Transcribe the entire listing faithfully; every line must match the original.

==================================================

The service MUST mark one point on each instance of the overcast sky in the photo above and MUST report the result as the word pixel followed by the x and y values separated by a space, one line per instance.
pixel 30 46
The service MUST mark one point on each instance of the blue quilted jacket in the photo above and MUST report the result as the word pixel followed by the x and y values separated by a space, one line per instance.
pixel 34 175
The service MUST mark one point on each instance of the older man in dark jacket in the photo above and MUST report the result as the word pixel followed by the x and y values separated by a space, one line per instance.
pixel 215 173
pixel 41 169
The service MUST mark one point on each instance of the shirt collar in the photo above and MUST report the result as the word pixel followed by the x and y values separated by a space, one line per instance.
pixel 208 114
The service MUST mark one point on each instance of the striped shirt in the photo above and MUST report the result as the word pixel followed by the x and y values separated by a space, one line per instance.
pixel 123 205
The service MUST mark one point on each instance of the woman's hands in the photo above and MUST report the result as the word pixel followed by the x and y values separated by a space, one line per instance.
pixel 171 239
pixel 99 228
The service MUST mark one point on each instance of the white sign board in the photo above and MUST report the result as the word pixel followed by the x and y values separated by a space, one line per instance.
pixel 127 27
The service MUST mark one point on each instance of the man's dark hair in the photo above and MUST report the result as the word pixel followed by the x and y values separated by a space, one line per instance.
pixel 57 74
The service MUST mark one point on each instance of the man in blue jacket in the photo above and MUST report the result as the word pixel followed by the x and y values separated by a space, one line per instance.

==================================================

> [Response below]
The service MUST mark one point on each instance of the overcast sky in the photo above and MUST report the result as the word pixel followed by the x and y values separated by a space, one line per instance.
pixel 30 46
The service MUST mark one point on each instance of the blue quilted jacket in the photo above and MUST report the result as the word pixel followed by the x and y values separated by a space, one line per instance.
pixel 34 175
The service MUST mark one point on each instance of the older man in dark jacket in the photo above and MUST report the result as the word pixel followed by the x and y values separated by a space, one line per instance.
pixel 215 173
pixel 41 169
The service MUST mark one point on each instance of the shirt collar in the photo above and MUST report the result as the word pixel followed by the x and y values separated by a space, one line per instance.
pixel 208 114
The service MUST mark one point on each instance of the striped shirt in the photo above and MUST report the result as the word pixel followed by the x and y values separated by a space, one line per instance.
pixel 123 205
The service MUST mark one point on each instance of the woman's hands in the photo above and MUST report the result as the word pixel followed by the x and y values separated by a space, one line per instance.
pixel 171 239
pixel 99 228
The service MUST mark one point on each instance of the white sign board in the photo above and MUST report the result as the word pixel followed by the x and y values separated by a space, one line per instance.
pixel 127 27
The service MUST mark one point on each instance of the man's dark hair in the photo above and MUST report the result as the word pixel followed by the x and y values separated by a space, one line per instance.
pixel 57 74
The service MUST mark one point on each instance of the man in blue jacket in the photo above and MUST report the result as the word pixel followed by the x and y values separated by a space, one line per instance.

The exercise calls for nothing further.